**What is needed:** Please reproduce the entries exactly as they appear below, but not the pictures.

[Natural-language object grounding data]
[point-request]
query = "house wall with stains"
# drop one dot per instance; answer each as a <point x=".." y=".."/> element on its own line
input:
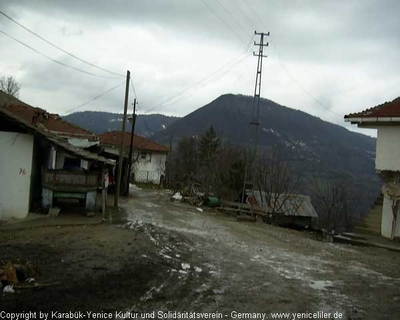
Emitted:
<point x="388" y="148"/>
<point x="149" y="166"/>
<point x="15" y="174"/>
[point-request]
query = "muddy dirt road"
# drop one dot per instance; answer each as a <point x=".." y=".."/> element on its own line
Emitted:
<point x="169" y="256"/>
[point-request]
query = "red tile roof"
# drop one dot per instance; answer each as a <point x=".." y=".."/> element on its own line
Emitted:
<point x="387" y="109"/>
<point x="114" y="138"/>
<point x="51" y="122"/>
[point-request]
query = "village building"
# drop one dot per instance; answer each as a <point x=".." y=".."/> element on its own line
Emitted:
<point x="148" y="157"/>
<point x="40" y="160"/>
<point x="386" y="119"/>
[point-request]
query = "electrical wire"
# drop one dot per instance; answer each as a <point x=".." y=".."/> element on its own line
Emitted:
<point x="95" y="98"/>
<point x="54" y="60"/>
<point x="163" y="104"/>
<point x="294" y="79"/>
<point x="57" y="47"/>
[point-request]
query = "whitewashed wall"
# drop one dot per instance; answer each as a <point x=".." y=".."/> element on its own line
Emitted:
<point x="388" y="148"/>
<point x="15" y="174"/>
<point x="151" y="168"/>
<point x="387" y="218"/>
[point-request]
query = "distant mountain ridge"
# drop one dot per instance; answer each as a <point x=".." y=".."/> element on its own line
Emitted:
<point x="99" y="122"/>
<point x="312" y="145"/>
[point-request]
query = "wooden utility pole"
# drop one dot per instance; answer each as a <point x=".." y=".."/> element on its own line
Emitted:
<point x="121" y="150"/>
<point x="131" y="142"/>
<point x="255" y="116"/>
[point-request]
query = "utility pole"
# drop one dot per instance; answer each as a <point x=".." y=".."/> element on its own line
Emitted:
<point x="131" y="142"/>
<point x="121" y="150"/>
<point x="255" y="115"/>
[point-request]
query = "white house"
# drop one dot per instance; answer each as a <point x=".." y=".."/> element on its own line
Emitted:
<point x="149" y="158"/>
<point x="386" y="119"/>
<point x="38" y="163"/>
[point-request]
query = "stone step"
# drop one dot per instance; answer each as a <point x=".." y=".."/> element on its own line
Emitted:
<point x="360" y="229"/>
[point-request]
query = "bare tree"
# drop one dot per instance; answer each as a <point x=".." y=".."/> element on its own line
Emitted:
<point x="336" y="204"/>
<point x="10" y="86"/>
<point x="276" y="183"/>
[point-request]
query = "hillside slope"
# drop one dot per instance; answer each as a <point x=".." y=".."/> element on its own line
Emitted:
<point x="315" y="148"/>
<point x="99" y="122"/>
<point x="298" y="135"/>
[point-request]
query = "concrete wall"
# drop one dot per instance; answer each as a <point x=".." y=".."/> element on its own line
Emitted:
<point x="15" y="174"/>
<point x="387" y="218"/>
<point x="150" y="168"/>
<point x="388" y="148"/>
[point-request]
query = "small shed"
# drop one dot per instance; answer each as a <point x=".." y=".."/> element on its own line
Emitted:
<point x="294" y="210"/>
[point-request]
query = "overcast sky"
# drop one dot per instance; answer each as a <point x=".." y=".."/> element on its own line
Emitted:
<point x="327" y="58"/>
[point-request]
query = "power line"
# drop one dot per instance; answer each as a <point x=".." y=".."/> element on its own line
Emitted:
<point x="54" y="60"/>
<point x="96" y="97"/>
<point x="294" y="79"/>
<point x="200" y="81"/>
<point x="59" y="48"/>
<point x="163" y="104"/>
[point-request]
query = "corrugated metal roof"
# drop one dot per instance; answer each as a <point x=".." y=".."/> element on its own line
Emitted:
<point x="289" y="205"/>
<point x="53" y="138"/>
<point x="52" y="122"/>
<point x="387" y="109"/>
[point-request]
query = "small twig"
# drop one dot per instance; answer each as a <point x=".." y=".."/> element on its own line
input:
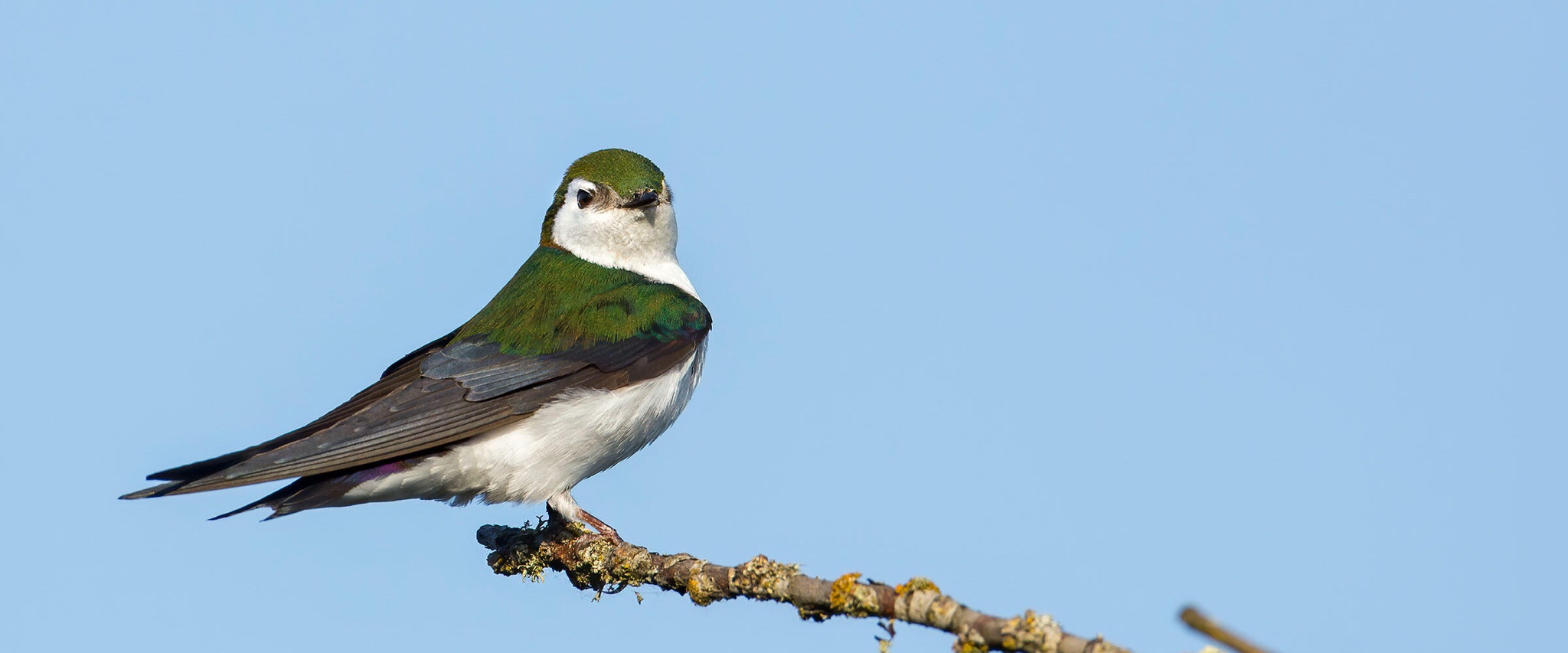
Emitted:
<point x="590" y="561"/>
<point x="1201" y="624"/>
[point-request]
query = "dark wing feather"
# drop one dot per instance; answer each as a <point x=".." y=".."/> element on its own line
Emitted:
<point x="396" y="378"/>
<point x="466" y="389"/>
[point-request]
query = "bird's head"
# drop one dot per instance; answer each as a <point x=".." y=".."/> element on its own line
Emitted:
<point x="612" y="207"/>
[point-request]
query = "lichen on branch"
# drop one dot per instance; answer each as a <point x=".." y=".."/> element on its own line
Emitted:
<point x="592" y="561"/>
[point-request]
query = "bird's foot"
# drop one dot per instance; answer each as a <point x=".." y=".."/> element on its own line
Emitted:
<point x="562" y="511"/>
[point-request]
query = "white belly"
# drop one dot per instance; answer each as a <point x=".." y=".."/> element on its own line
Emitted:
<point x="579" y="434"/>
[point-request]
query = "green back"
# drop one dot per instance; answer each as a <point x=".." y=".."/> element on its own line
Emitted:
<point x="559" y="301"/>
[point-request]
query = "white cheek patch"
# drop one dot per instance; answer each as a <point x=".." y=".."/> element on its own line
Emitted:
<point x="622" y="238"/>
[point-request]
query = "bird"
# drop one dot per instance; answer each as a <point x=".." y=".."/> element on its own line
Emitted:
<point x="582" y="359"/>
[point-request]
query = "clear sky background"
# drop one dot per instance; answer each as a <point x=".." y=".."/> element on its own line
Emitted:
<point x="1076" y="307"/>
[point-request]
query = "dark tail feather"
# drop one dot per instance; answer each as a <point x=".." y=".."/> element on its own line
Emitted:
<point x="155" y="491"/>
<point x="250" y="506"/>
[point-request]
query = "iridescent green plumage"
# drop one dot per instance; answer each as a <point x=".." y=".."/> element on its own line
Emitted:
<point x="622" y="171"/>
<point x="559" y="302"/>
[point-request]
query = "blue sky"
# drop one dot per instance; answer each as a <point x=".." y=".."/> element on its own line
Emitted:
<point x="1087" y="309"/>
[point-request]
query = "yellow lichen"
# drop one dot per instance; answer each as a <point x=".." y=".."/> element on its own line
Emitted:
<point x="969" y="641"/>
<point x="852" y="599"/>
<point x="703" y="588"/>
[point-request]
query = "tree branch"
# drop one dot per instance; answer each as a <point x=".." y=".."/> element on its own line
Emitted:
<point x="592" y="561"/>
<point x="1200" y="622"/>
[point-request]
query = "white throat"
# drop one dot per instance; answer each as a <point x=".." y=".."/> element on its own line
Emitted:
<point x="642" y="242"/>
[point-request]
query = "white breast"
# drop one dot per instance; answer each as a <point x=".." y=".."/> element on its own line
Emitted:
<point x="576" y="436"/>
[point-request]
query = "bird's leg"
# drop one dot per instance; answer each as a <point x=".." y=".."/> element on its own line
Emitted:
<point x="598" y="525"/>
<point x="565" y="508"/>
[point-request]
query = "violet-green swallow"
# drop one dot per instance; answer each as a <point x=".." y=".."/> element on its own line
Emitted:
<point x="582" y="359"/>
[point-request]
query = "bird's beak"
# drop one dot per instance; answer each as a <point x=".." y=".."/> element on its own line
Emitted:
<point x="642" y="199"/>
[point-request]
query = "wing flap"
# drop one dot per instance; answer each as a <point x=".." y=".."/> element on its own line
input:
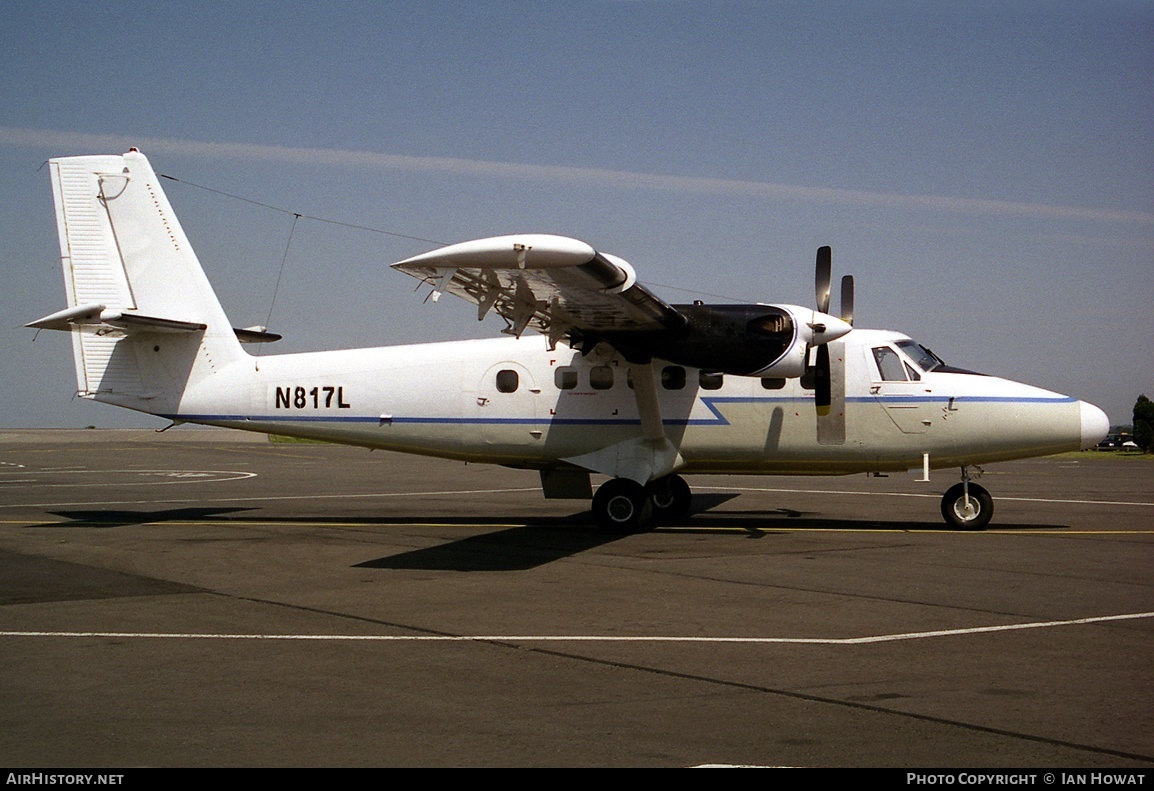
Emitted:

**Solution:**
[point-request]
query = "house wall with stains"
# drop one dot per instance; answer each as a <point x=".." y=".."/> element on its own line
input:
Emitted:
<point x="388" y="148"/>
<point x="149" y="166"/>
<point x="15" y="174"/>
[point-request]
query = "muddy dirt road"
# drop one dot per instance; answer each as a <point x=".." y=".."/> element on its own line
Emitted:
<point x="169" y="256"/>
[point-request]
query = "red tile roof"
# drop one dot per instance; answer each as a <point x=".." y=".."/> element on its own line
Emitted:
<point x="387" y="109"/>
<point x="114" y="138"/>
<point x="51" y="122"/>
[point-request]
query = "village building"
# drop one dot per instance; answer each as a <point x=".." y=".."/> element on its own line
Emitted:
<point x="148" y="157"/>
<point x="40" y="160"/>
<point x="386" y="119"/>
[point-request]
query = "electrical wire"
# drop one dot per instance; answer each as a <point x=".." y=".."/> element on its own line
Emitted:
<point x="95" y="98"/>
<point x="54" y="60"/>
<point x="163" y="104"/>
<point x="294" y="79"/>
<point x="57" y="47"/>
[point-request]
query = "whitewashed wall"
# drop one dot per instance; answer each as a <point x=".." y=".."/> element on its own line
Emitted:
<point x="388" y="148"/>
<point x="15" y="174"/>
<point x="151" y="168"/>
<point x="387" y="218"/>
[point-request]
query = "distant mountain ridge"
# drop one dot per instance; answer each as a <point x=".." y=".."/> element on its own line
Emitted:
<point x="99" y="122"/>
<point x="312" y="145"/>
[point-request]
query = "wooden utility pole"
# drop one dot per instance; answer each as a <point x=".." y=".."/> element on its own line
Emitted:
<point x="121" y="150"/>
<point x="131" y="142"/>
<point x="255" y="116"/>
[point-request]
query = "utility pole"
# drop one dot per instance; answer each as a <point x=".." y=".."/> element on its own line
Emitted:
<point x="131" y="142"/>
<point x="121" y="150"/>
<point x="255" y="115"/>
[point-request]
query = "white house"
# drop one dot per instance; answer each as a <point x=".." y=".."/> element on its own line
Emitted:
<point x="149" y="158"/>
<point x="386" y="119"/>
<point x="38" y="163"/>
[point-request]
query = "stone step"
# drop one dot per instance; answer each as a <point x=".." y=".."/> element on its own line
Emitted:
<point x="360" y="229"/>
[point-request]
query = "bare tree"
# drop one dot per instance; answer each as a <point x=".." y=".."/> element on its own line
Emitted:
<point x="336" y="204"/>
<point x="10" y="86"/>
<point x="276" y="183"/>
[point-request]
query = "hillside slope"
# drop one dot per instance; answer each as a <point x=".." y=".."/> element on its own line
Emitted:
<point x="315" y="148"/>
<point x="99" y="122"/>
<point x="298" y="135"/>
[point-request]
query = "concrete wall"
# drop one dot per instance; answer each as a <point x=".." y=".."/> element on its own line
Emitted:
<point x="15" y="174"/>
<point x="387" y="218"/>
<point x="150" y="168"/>
<point x="388" y="148"/>
[point-request]
query = "small shed"
# drop one dot per instance; answer each as a <point x=".." y=".."/> element on its own line
Emitted:
<point x="294" y="210"/>
[point-request]
query = "overcast sky"
# drop one dot per instance; answer each as a <point x=".." y=".."/> element on its own line
Emitted:
<point x="327" y="58"/>
[point-request]
query = "power line"
# drop one dot per instance; answer each as a <point x=".." y=".."/> element on its own line
Emitted:
<point x="54" y="60"/>
<point x="96" y="97"/>
<point x="294" y="79"/>
<point x="200" y="81"/>
<point x="59" y="48"/>
<point x="163" y="104"/>
[point-request]
query = "corrugated metal roof"
# drop one dot per instance; answer each as a <point x=".." y=".."/> element on its own line
Emitted:
<point x="289" y="205"/>
<point x="53" y="138"/>
<point x="52" y="122"/>
<point x="387" y="109"/>
[point-request]
query = "small twig"
# drop one dot per instance; answer each as a <point x=".." y=".."/> element on its own line
input:
Emitted:
<point x="590" y="561"/>
<point x="1201" y="624"/>
[point-request]
query = "dark wing feather"
# drop one dot per instance; answer each as a <point x=".." y=".."/> element on its own line
Emitted:
<point x="396" y="378"/>
<point x="466" y="389"/>
[point-request]
query = "bird's head"
# drop one dot per instance; answer each as a <point x=".." y=".."/> element on its own line
Emitted:
<point x="612" y="207"/>
[point-request]
query = "lichen on branch"
# drop one dot per instance; answer each as a <point x=".." y=".."/> element on its own line
Emitted:
<point x="592" y="561"/>
[point-request]
query = "bird's foot"
# drop one dot per instance; answer each as a <point x=".." y=".."/> element on its own line
Emitted:
<point x="562" y="511"/>
[point-request]
query = "white belly"
# drop one dot per instance; answer each as a <point x=".." y=".."/> element on its own line
Emitted:
<point x="579" y="434"/>
[point-request]
query = "green back"
# drop one dot per instance; answer each as a <point x=".." y=".."/> element on its own line
Emitted:
<point x="559" y="301"/>
[point-request]
query = "white cheek patch"
# drop one dot per instance; answer each as a <point x=".." y=".."/> element on its own line
Emitted:
<point x="622" y="238"/>
[point-request]
query = "bird"
# drop one dot per instance; answer each as a <point x=".." y=".."/> element on its own line
Emitted:
<point x="582" y="359"/>
[point-request]
query = "clear sky background"
# drop one dot per instance; answer each as a <point x=".." y=".."/> element on its own line
Emitted:
<point x="1076" y="307"/>
[point-request]
query = "dark tail feather"
# drop one dot per instance; answer each as a <point x=".." y=".."/> element on its own line
Emitted:
<point x="155" y="491"/>
<point x="250" y="506"/>
[point-request]
query = "iridescent green plumage"
# drop one dot per instance; answer each as a <point x=".." y=".."/> element on its own line
Emitted:
<point x="622" y="171"/>
<point x="559" y="302"/>
[point-request]
query = "blue sky"
# drop one dot per instance; answer each as a <point x=".." y=".."/> element on its own line
Emitted:
<point x="1087" y="309"/>
[point-request]
query = "yellow lichen"
# drop one dot per instance; answer each as a <point x=".." y=".."/> element on its own line
Emitted:
<point x="969" y="641"/>
<point x="852" y="599"/>
<point x="703" y="588"/>
[point-request]
query = "tree branch"
# drop one dot per instance; answer each as a <point x=".." y=".."/> element on its own line
Emitted:
<point x="592" y="561"/>
<point x="1200" y="622"/>
[point-request]
query = "white throat"
# drop one dot per instance; answer each as a <point x=".." y=".."/> element on its own line
Emitted:
<point x="642" y="242"/>
[point-request]
query = "white breast"
# drop one dot per instance; answer each as a <point x=".." y=".."/> element on its own line
Emitted:
<point x="576" y="436"/>
[point-request]
query = "bird's leg"
# drop one dot per instance; answer each as a <point x=".." y=".."/> element on its own line
Emitted:
<point x="598" y="525"/>
<point x="565" y="508"/>
[point-request]
query = "violet-green swallow"
# drop one dot per instance; answer each as a <point x=".." y=".."/> element on its own line
Emitted:
<point x="582" y="359"/>
[point-request]
query = "bird's beak"
# drop one dot per instance; answer each as a <point x=".." y=".."/> element on its own line
Emitted:
<point x="642" y="199"/>
[point-request]
query = "wing flap"
# drop one dot per instance; answer each as a <point x=".." y=".."/> element on its own line
input:
Emitted:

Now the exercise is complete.